1. Home
  2. 生き方
  3. 想像してたのと違うんですけど~母未満日記~
  4. やっと正気に戻ったので産後の夫婦関係につ...

想像してたのと違うんですけど~母未満日記~

2022.10.05 更新 ツイート

やっと正気に戻ったので産後の夫婦関係について書いてみる 夏生さえり

産後のいろいろな感情を書いてきたけれど、夫とのことを書くのは非常に難しい。気持ちを吐露したメモは大量に残っているものの、記事にしてまとめようと思うと、どうやったってうまくいかない。筆をとっては置く、筆をとっては置くの繰り返し。何がそんなに難しいかって、私が正気でいられる時に書かなければ、夫への文句だけで10万字は軽く超えてしまうこと……。書きたいのは夫への憎しみではないのに、どうにも文章が心の悪魔部分に乗っ取られてしまう。

| データ抜粋 |
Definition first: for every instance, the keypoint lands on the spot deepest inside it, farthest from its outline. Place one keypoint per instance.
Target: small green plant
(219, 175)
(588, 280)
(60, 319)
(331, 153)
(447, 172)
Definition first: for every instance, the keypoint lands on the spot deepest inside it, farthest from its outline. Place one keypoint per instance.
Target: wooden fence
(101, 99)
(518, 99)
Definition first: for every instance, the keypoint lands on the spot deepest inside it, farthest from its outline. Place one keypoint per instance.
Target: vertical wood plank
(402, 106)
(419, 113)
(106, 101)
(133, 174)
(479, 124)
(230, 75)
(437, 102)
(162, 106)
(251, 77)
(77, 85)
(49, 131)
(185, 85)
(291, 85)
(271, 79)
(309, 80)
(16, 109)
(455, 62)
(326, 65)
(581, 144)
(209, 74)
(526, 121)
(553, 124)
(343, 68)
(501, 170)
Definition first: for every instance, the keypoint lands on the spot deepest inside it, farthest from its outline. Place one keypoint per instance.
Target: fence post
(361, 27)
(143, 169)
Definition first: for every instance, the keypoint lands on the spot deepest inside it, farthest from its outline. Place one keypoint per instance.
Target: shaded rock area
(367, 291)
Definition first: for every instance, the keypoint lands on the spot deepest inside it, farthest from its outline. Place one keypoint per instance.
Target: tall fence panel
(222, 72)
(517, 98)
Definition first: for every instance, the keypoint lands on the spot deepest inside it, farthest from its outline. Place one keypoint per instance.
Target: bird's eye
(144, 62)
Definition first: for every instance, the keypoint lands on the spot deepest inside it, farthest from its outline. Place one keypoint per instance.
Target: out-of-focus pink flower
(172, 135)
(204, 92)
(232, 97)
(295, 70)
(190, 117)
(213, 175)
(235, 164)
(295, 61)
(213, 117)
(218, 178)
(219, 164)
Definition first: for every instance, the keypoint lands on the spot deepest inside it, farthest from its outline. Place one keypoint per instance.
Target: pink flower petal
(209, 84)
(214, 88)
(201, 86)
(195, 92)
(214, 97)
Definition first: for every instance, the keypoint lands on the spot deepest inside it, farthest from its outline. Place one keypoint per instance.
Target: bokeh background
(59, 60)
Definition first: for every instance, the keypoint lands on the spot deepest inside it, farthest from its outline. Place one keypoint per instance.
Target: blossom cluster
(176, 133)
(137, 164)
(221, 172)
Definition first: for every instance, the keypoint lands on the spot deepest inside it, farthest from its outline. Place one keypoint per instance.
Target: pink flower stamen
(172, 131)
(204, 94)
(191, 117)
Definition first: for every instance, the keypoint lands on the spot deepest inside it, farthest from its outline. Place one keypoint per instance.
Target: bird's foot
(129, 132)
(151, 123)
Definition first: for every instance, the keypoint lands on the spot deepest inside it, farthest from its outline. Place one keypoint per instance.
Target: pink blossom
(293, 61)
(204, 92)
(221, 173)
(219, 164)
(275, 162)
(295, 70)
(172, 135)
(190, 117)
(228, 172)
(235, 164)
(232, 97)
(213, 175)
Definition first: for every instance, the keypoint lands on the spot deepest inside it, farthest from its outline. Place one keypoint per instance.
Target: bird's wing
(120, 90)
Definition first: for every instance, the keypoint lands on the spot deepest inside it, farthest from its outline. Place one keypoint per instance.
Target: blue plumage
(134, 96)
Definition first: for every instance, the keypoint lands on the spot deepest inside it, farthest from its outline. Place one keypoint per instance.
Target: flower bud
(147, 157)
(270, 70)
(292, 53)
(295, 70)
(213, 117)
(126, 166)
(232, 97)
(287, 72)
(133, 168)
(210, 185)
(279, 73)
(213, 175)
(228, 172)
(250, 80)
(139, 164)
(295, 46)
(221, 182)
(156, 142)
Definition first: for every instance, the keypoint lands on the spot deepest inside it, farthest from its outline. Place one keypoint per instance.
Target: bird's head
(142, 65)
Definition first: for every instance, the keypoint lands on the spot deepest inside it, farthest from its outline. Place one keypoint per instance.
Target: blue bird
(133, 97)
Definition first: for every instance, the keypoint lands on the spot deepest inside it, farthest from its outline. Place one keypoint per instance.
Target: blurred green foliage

| 作業内容 |
a) 原文によると、筆者が正気でいられる時に書かなければ、夫への文句だけで何字を軽く超えてしまうとされていますか。
b) 原文の「やっと正気に戻ったので産後の夫婦関係について書いてみる 夏生さえり」から「魔部分に乗っ取られてしまう。」までを、両端も含めて一字一句そのまま書き写してください。
上記のエントリは原文とは無関係の別資料です。

| 正解 |
a) 10万字。

b)
やっと正気に戻ったので産後の夫婦関係について書いてみる 夏生さえり

産後のいろいろな感情を書いてきたけれど、夫とのことを書くのは非常に難しい。気持ちを吐露したメモは大量に残っているものの、記事にしてまとめようと思うと、どうやったってうまくいかない。筆をとっては置く、筆をとっては置くの繰り返し。何がそんなに難しいかって、私が正気でいられる時に書かなければ、夫への文句だけで10万字は軽く超えてしまうこと……。書きたいのは夫への憎しみではないのに、どうにも文章が心の悪魔部分に乗っ取られてしまう。